Stored data entries
[Start of Attachment]
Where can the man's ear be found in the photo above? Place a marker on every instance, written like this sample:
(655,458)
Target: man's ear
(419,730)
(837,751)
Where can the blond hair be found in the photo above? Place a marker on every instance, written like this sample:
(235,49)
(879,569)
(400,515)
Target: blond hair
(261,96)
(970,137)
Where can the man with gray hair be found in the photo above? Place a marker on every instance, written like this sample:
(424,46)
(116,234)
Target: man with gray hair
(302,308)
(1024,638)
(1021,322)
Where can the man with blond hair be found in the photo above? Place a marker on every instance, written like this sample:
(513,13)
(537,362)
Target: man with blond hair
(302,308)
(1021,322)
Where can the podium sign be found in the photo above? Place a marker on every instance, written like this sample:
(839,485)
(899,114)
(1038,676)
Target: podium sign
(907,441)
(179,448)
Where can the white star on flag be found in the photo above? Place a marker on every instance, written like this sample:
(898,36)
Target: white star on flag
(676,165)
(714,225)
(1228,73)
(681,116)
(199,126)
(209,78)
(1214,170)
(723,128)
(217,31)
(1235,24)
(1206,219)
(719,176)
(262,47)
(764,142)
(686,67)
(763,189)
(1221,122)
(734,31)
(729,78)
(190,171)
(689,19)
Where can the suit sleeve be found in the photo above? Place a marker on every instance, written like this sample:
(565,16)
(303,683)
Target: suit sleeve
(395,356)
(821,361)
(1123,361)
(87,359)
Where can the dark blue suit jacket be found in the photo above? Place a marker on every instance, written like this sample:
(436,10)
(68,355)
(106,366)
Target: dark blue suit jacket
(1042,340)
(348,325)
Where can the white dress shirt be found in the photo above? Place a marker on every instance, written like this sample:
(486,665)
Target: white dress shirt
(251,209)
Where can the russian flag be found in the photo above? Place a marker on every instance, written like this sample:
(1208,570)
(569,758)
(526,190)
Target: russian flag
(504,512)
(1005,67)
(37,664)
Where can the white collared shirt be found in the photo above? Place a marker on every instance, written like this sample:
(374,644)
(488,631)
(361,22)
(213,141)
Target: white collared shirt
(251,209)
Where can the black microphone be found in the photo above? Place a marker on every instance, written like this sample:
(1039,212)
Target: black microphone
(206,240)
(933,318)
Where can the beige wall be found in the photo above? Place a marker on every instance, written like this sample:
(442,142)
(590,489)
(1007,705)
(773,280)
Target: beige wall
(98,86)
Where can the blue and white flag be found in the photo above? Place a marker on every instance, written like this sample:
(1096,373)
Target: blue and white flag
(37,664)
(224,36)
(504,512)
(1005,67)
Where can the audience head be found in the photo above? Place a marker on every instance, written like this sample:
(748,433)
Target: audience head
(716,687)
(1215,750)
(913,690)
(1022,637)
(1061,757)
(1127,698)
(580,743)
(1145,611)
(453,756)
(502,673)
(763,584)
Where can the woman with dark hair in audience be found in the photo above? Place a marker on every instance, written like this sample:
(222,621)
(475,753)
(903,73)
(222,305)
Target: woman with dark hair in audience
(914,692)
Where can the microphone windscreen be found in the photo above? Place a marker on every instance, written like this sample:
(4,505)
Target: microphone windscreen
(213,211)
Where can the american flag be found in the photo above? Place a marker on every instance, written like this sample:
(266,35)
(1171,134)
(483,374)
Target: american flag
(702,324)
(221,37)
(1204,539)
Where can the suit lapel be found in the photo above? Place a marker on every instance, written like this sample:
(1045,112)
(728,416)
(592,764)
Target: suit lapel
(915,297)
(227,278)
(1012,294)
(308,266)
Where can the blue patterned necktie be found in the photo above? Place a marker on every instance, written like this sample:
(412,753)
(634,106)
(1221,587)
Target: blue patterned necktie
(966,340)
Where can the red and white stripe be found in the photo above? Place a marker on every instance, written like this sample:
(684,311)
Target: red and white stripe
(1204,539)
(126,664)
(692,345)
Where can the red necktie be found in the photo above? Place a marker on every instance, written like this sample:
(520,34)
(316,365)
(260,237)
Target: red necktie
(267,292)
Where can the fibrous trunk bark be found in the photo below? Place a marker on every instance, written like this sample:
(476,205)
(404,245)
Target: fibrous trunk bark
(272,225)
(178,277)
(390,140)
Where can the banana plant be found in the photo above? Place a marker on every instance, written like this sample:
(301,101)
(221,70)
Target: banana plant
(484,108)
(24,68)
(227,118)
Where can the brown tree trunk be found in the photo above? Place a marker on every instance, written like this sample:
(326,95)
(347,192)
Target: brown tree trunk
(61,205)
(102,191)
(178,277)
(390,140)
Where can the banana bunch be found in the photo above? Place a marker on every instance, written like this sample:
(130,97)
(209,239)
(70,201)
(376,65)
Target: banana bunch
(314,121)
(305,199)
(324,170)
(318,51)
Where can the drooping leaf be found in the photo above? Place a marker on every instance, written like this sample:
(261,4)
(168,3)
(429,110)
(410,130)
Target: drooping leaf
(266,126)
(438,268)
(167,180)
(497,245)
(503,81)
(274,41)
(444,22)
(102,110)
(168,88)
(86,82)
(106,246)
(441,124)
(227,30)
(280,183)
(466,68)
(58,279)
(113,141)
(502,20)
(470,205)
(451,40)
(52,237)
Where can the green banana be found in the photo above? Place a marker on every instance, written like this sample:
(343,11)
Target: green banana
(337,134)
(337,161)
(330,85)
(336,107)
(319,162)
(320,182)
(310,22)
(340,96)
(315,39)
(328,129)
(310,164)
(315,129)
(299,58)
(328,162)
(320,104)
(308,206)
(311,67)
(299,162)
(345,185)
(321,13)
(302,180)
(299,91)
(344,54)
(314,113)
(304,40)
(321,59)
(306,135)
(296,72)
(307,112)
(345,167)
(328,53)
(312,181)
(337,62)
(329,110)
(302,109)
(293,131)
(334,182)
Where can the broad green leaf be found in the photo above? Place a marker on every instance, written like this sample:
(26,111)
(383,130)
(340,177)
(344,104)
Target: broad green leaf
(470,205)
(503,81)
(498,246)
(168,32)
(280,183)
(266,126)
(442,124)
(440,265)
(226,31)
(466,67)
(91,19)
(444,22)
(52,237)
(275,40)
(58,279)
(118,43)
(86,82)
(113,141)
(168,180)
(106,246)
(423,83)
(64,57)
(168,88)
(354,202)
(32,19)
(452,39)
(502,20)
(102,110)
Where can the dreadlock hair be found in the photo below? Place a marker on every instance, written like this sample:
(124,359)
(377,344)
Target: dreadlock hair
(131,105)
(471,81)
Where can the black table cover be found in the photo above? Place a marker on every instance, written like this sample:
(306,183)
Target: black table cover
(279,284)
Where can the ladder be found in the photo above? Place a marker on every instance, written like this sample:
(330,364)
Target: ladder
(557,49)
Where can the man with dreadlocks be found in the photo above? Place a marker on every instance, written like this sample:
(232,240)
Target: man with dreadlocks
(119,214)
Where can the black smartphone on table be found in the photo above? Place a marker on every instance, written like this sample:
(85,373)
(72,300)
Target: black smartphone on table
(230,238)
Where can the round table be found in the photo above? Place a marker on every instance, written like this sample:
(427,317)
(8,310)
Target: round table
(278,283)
[End of Attachment]
__What the task requires__.
Please copy each line of the records above that holds the word "below".

__Task result__.
Where can the fibrous trunk bark be found in the photo below? Place a marker on every instance, written like this sample:
Where can the dreadlock hair be found in the photo below? Place a marker on every instance, written like this sample:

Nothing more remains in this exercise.